_Qué hacer_.
Responde, por favor, estas preguntas sobre la reseña de Mindhunter:
1. ¿En qué década transcurre la trama?
2. ¿Quién dirige el episodio?
3. ¿A quién llama la reseña "el Hannibal Lecter del relato"?

_Texto citado_.
>>>>>

Otra referencia clara la encontramos en el contexto de la ambientación escénica.

La trama transcurre en los años setenta con profusión de citas a la cultura vintage, tal como vimos en la espléndida obra maestra del autor, Zodiac, también concentrada en develar los oscuros laberintos de una investigación policial.

Tres personajes principales capturan la atención de la audiencia. El protagonista es un detective maduro en plena crisis de edad, porque, entre otras razones y misterios, conduce una familia disfuncional. Para colmo, su hijo menor participó en el ritual satánico de un asesinato. Por tanto, el patriarca lleva la condena, en el rostro, de una gran culpa y de un pasado tormentoso.

A su lado figuran dos representantes del género noir contemporáneo: un asistente joven y menos escéptico; una mujer dura con inclinaciones sexuales lésbicas. La contribución femenina escapa del estereotipo por los buenos oficios de la interpretación y el casting.

La agente del FBI mantiene una apariencia de rigidez, a veces suavizada por sus esporádicos encuentros eróticos con la amante de ocasión. Hay en ello un interés por diluir prejuicios, invertir roles clásicos y dotar de consistencia humana a los líderes del reparto.

Andrew Dominik dirige el episodio desde la esencia del minimalismo teatral de la escuela naturalista americana. La confección dramatúrgica elabora sets de cámara donde los histriones combaten en agudos duelos de diálogos socráticos y teleshakesperianos.

Llegamos a la parte del león en el segundo acto, cuando los antihéroes confrontan al intimidante Charles Manson, quien asume una postura de completo dominio y control de la situación en la cárcel. Es el Hannibal Lecter del relato. En su narrativa manipula y distorsiona los hechos a su antojo, encarnando el concepto de la posverdad.

Las pruebas indican su organización de un complot para provocar la escabrosa matanza de Sharon Tate. Mindhunter sería, en consecuencia, el contraplano de Érase una vez en Hollywood.

La realidad opaca cualquier opción de edulcorar o cambiar la crónica negra del suceso del agosto de 1969. Sin embargo, la serie toma un atajo incómodo y abstracto al sembrar un conjunto de dudas en la mente del espectador.

El recurso del interrogatorio exhibe sus límites y alcances, sentándolo en el banquillo de los acusados. Si la entrevista permite adentrarse en la psicología de los asesinos y villanos, al mismo tiempo transmite un mensaje corruptor y distorsionado, capaz de confundir y ensombrecer la búsqueda de la verdad.

En última instancia, la verborrea parece envolver un escudo, un arma con la que todos se defienden, justifican y amparan. Así reconocemos una nueva forma de comunicar teorías lingüísticas de plena vigencia. Michel Foucault y Roland Barthes estarían satisfechos y aprobarían el resultado.

Al final, el padre es un hábil conversador, como Manson, delante de su secta. Por supuesto hay enormes diferencias. Pero las semejanzas y paralelismos son obvios, alertándonos sobre las amenazas de la expresión oral en las manos equivocadas del poder mesiánico.

<<<<<

_Entradas dadas_.
>>>>>

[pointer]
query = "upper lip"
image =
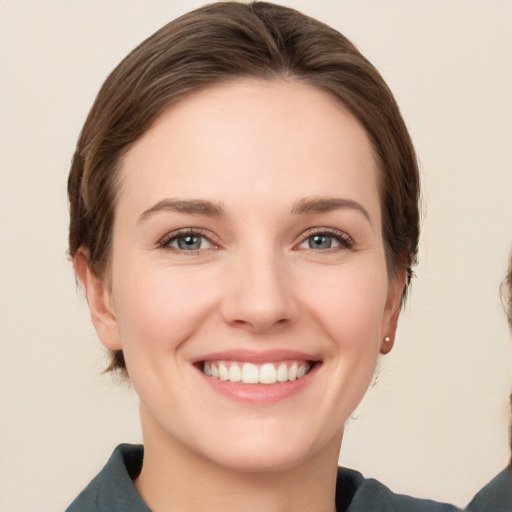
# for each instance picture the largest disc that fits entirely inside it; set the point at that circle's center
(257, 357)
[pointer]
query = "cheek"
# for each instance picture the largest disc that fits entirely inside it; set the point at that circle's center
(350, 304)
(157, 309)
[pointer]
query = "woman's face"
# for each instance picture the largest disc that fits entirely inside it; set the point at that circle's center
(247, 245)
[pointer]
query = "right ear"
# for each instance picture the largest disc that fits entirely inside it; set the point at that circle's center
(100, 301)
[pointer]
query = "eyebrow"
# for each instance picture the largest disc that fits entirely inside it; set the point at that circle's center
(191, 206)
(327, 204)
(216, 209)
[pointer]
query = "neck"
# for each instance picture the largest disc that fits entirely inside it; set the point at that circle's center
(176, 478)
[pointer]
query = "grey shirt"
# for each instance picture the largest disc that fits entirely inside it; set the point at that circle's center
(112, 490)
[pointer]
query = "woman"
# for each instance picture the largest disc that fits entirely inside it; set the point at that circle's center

<<<<<

_Ejercicio resuelto_.
1. En los años setenta.
2. Andrew Dominik.
3. A Charles Manson.